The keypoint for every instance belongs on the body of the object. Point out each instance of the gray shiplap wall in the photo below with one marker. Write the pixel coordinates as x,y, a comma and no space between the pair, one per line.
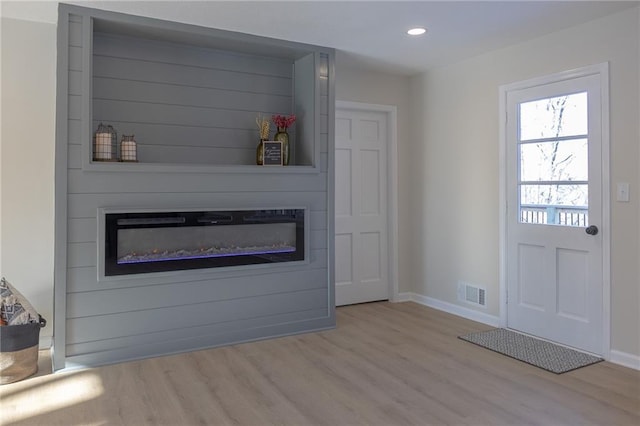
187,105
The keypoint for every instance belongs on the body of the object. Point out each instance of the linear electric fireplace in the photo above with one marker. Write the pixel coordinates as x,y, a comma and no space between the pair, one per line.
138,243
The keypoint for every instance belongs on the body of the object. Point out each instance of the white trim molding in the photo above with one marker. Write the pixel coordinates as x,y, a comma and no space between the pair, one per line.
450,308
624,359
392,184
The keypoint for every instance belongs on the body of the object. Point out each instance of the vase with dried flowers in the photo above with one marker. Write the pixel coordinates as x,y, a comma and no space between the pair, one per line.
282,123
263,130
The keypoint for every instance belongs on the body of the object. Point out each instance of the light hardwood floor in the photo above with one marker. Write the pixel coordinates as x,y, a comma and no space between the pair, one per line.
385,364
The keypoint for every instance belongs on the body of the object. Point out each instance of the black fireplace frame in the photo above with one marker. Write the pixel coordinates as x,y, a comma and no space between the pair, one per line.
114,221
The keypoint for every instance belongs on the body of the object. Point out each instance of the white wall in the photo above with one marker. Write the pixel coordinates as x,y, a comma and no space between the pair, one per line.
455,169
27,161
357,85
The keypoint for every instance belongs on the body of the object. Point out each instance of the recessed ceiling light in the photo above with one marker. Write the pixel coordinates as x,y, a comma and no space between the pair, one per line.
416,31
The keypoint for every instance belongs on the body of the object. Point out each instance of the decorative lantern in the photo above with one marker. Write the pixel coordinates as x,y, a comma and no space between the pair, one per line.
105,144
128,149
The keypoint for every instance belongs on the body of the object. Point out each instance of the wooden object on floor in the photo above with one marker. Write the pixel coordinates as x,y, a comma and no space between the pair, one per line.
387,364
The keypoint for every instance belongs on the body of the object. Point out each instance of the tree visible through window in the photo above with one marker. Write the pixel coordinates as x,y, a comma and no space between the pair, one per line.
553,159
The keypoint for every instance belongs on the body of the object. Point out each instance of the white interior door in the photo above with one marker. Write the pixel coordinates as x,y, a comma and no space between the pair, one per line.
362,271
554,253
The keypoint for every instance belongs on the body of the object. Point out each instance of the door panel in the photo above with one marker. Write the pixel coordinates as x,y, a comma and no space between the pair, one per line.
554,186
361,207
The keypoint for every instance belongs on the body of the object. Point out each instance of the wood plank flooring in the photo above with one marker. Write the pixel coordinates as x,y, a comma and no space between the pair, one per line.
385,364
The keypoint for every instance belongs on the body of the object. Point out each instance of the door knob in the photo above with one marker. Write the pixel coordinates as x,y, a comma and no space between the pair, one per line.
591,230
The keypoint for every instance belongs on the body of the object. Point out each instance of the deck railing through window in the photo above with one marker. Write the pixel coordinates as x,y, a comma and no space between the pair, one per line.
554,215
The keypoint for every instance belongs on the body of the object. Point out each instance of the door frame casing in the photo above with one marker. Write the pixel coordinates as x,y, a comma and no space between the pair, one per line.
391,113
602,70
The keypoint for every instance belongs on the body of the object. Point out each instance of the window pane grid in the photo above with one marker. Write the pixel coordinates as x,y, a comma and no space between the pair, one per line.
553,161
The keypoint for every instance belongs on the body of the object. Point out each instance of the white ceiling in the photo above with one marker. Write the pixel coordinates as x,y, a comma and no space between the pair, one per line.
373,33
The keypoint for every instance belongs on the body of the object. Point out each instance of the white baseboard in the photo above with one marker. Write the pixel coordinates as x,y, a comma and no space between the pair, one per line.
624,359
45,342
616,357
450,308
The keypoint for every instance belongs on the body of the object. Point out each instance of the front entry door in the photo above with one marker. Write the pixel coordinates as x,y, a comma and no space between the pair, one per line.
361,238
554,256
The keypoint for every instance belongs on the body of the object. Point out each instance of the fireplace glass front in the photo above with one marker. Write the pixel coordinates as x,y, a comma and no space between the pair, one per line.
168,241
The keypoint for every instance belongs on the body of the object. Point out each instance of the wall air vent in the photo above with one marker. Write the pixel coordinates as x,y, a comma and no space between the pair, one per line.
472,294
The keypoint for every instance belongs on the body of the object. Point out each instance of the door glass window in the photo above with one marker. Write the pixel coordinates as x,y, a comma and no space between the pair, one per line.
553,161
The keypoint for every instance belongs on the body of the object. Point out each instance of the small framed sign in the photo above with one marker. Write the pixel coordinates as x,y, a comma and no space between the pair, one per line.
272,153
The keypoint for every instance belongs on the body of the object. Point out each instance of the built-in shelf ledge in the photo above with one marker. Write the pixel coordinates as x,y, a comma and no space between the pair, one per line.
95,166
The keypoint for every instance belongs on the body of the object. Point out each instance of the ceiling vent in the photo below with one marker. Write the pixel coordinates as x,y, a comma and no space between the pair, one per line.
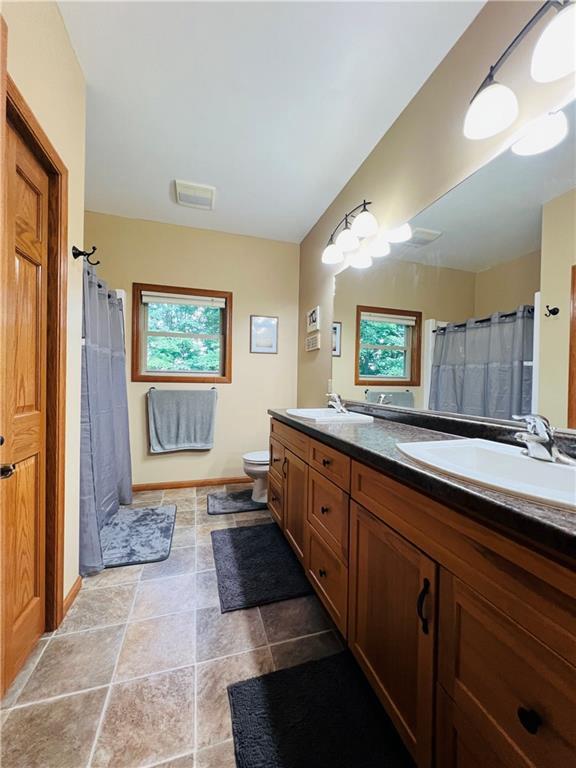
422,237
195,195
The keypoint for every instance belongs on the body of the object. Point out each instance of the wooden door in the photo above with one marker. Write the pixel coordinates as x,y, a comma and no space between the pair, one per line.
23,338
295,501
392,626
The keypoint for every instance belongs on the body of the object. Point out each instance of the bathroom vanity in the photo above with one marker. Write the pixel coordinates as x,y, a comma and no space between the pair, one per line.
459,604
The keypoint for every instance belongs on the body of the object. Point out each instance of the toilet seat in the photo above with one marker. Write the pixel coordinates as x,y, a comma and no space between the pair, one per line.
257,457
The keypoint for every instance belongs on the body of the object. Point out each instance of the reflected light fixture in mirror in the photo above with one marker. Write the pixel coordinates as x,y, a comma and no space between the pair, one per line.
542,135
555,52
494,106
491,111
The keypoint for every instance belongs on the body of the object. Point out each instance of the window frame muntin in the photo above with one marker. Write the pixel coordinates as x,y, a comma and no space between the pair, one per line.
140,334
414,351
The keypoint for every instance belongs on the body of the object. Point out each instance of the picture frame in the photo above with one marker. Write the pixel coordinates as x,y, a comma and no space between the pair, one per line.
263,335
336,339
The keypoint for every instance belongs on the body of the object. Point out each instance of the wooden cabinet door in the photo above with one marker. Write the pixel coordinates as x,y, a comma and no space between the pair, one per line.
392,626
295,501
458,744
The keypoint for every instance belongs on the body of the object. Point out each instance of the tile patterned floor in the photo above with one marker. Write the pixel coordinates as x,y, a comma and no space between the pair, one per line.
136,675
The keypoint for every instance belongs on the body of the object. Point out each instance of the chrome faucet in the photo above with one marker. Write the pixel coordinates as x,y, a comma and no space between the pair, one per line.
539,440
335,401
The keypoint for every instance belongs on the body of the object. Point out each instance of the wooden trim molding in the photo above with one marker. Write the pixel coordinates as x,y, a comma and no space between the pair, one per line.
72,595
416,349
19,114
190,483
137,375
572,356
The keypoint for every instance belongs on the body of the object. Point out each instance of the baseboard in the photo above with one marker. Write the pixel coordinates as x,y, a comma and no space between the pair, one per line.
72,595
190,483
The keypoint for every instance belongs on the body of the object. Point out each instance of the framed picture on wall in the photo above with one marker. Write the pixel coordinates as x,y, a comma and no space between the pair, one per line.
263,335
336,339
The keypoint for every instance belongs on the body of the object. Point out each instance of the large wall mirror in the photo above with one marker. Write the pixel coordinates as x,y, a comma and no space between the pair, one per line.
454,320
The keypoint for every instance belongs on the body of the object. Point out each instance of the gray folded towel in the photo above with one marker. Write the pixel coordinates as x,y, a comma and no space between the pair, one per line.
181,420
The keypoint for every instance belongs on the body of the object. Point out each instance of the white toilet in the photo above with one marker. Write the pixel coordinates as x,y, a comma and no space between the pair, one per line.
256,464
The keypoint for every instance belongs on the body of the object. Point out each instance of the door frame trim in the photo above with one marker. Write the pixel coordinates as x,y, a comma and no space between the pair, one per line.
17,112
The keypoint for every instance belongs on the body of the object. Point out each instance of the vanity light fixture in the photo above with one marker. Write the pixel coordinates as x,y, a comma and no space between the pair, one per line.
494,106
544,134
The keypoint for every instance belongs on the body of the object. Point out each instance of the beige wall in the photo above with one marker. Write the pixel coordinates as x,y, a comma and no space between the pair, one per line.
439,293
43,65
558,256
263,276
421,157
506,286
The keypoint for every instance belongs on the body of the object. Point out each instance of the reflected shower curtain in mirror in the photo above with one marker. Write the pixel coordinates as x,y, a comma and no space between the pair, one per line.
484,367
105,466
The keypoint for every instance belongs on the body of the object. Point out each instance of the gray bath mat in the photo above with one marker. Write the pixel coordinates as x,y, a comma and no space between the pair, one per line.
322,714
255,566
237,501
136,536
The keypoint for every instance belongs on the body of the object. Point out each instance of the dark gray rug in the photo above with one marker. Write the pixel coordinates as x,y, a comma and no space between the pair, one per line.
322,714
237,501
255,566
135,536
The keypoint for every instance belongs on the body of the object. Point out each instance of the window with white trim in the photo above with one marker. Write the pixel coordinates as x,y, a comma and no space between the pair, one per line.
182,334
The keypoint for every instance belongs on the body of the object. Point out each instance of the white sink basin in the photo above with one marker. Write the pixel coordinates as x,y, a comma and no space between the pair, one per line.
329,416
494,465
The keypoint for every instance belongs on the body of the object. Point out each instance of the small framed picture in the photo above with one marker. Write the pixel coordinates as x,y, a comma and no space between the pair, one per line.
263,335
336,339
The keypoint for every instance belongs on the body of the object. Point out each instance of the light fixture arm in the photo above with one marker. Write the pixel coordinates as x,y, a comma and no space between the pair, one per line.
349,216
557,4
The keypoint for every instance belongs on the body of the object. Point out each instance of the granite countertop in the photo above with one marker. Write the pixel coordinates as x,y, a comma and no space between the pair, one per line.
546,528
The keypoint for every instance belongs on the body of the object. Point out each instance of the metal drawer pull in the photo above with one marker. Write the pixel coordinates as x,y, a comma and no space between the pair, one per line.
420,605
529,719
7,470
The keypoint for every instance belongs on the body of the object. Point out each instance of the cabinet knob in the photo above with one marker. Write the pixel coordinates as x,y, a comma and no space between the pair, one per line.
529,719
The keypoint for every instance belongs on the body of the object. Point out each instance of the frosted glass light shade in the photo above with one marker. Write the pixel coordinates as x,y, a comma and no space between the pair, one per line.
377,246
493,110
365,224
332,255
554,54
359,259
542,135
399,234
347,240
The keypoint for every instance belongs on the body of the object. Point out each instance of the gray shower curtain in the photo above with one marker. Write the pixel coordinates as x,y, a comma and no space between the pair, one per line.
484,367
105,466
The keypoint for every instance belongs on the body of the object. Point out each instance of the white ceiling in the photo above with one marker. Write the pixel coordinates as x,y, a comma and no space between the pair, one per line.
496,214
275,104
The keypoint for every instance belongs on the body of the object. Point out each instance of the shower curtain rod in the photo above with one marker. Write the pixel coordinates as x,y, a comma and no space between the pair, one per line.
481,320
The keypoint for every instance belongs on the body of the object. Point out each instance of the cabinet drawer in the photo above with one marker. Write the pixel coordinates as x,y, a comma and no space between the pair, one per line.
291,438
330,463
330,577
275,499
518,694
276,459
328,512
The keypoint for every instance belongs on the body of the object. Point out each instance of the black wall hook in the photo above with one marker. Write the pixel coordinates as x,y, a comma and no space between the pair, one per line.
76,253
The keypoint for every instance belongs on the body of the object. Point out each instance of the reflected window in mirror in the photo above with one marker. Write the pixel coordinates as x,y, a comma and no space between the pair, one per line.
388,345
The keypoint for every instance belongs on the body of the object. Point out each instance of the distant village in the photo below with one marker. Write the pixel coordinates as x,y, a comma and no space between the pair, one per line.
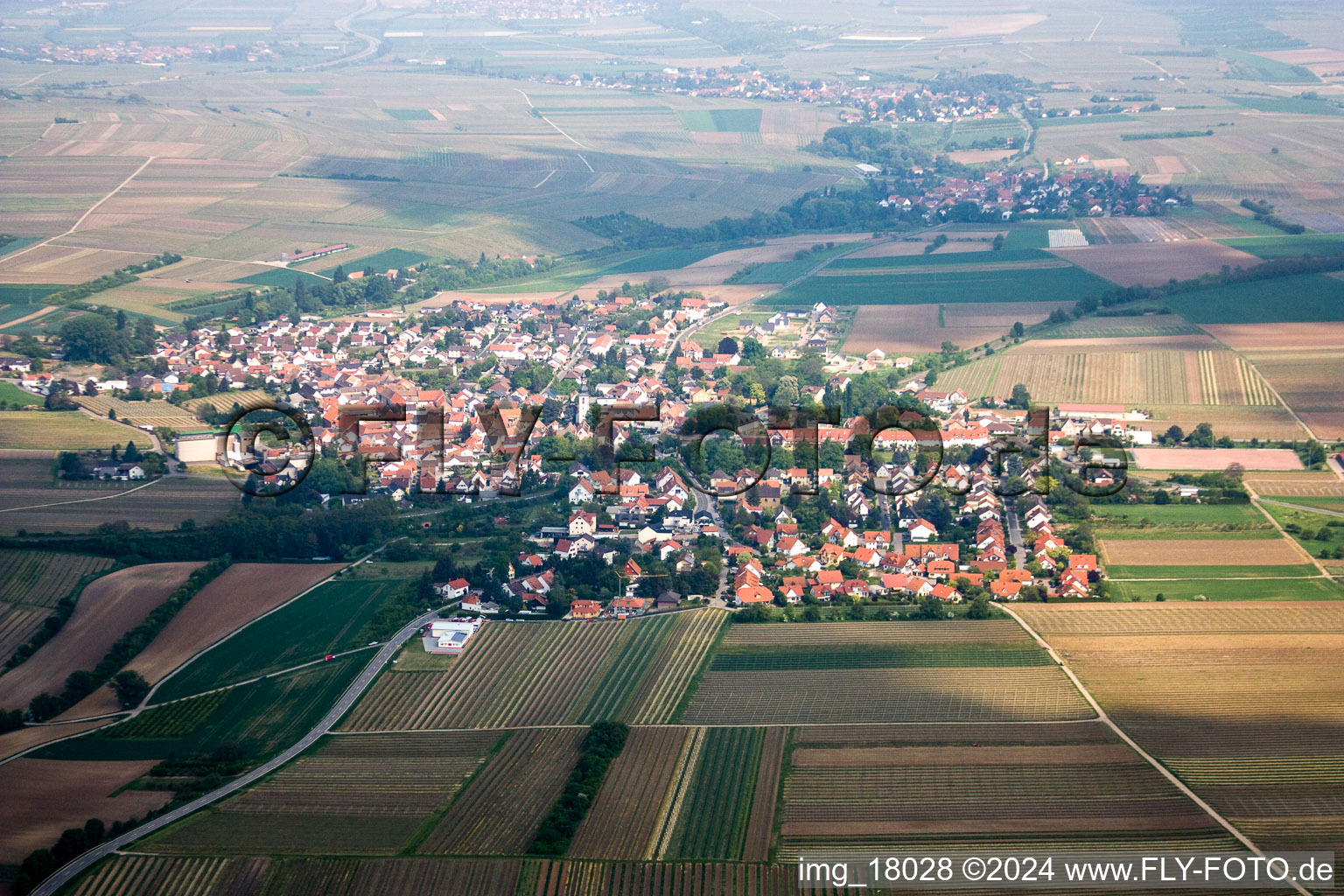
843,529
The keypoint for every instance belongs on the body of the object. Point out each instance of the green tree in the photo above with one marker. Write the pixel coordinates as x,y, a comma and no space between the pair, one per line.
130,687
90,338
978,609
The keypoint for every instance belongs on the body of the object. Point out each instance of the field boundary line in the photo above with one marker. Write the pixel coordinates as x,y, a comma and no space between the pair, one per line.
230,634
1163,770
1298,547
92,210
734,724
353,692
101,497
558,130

□ □ □ □ □ □ □

Stated task = Using the listing above, copy exactly the lines from the one that contains "the reflected window" through its last line, both included, but not the pictures.

Task solution =
The keypoint for every instance belongs on the body of the object. Point out each instance of the reflected window in mirror in the photo above with one marker. Write the pixel coordinates as x,y, a comma and no space between the pair, one per line.
388,345
The keypoint for every instance belongs on the body of the object. Point out each instance of the distant village in the photo below with one marker. Write the pixel coordinates as x,y, a comma and no space between the pair, one per line.
843,529
The keypoint for every instance belongs on the body of the object. Point out each instance of the green tree in the photo above with one marker. Write the pixel coordinates as x,y, a comma and no space between the pair, one per line.
130,687
90,338
978,609
The keypoint for every instance belongs on the body of the object. Point out each instance of the field boundary line in the photo above with one marker. Write the pixel coordinates as x,y, a comma and no space between the pair, one per line.
230,634
1163,770
1298,547
92,210
734,724
353,692
101,497
558,130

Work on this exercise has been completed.